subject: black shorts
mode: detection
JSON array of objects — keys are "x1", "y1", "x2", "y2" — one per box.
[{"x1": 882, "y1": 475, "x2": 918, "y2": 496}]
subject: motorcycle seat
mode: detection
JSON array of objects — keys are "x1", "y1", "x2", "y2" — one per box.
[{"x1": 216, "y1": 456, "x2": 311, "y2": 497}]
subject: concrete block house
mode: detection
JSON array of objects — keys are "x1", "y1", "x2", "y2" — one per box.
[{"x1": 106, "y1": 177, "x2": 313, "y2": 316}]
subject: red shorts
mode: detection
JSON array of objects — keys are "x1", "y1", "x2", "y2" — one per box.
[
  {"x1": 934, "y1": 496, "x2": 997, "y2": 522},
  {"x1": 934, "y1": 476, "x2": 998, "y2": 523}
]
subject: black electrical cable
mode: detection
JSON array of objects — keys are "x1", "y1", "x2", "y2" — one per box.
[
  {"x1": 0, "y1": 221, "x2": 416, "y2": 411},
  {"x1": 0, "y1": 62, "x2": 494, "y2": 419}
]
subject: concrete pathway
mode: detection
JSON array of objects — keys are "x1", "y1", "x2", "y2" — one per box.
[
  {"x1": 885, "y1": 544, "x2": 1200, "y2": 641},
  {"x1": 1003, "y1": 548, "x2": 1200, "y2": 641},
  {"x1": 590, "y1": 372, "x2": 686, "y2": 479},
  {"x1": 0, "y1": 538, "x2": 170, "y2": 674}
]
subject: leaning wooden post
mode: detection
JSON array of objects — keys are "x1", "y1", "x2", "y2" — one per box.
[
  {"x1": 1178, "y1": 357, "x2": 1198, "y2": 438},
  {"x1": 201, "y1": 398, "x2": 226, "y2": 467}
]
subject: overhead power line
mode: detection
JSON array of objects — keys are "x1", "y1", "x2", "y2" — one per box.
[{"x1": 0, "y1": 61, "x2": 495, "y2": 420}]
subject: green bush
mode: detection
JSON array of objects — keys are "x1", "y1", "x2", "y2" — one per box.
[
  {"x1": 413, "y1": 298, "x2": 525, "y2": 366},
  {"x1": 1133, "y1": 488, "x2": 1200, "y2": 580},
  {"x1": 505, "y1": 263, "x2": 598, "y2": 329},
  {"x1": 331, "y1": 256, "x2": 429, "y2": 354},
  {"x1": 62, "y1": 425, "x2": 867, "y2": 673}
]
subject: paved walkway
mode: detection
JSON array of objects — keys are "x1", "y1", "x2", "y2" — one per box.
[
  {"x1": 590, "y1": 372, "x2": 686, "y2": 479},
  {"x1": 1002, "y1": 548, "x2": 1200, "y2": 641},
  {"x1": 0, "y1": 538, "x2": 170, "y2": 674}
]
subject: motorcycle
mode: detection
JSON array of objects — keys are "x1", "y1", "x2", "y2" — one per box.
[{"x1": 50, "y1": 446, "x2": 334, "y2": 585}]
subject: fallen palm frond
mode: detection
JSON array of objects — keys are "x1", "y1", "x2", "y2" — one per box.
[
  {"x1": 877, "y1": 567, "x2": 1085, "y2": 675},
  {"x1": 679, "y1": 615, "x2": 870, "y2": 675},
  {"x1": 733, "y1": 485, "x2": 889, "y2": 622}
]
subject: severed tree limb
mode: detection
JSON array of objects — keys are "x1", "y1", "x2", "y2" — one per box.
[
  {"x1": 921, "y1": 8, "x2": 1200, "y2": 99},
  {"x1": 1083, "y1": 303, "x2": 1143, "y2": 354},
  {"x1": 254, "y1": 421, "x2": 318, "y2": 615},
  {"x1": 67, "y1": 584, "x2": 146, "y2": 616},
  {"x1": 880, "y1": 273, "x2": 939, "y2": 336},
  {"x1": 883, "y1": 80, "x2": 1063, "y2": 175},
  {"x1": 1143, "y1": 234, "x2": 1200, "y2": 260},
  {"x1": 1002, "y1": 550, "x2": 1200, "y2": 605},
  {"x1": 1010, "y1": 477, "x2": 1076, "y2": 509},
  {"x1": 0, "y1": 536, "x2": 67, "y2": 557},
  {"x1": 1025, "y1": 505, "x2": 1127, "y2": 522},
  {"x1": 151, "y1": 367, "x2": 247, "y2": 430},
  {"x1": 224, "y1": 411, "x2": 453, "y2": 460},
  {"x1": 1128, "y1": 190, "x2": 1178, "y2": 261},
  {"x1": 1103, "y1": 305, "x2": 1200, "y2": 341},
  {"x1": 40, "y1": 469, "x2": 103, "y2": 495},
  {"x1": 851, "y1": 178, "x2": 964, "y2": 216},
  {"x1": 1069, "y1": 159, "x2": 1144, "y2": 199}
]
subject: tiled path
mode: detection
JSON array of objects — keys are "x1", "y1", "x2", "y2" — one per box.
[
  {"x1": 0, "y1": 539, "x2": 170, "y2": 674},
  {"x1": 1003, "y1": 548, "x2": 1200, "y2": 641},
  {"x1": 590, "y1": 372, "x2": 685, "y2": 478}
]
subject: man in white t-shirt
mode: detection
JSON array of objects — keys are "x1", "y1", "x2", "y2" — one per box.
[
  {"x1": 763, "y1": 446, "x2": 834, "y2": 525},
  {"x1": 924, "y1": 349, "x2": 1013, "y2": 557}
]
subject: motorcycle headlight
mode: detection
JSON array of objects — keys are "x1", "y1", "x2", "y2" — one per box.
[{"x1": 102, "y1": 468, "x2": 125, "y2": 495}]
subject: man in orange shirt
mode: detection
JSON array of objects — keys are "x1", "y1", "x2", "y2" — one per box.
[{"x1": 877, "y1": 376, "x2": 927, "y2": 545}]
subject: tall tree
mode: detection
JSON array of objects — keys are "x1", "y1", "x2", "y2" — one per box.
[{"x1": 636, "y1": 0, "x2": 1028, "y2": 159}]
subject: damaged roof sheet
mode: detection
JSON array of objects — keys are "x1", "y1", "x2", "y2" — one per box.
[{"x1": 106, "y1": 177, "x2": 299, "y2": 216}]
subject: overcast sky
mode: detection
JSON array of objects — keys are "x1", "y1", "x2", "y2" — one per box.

::::::::::

Your objective –
Considering the records above, count the lines where the string "black" occurs and return that number alone.

Result of the exercise –
2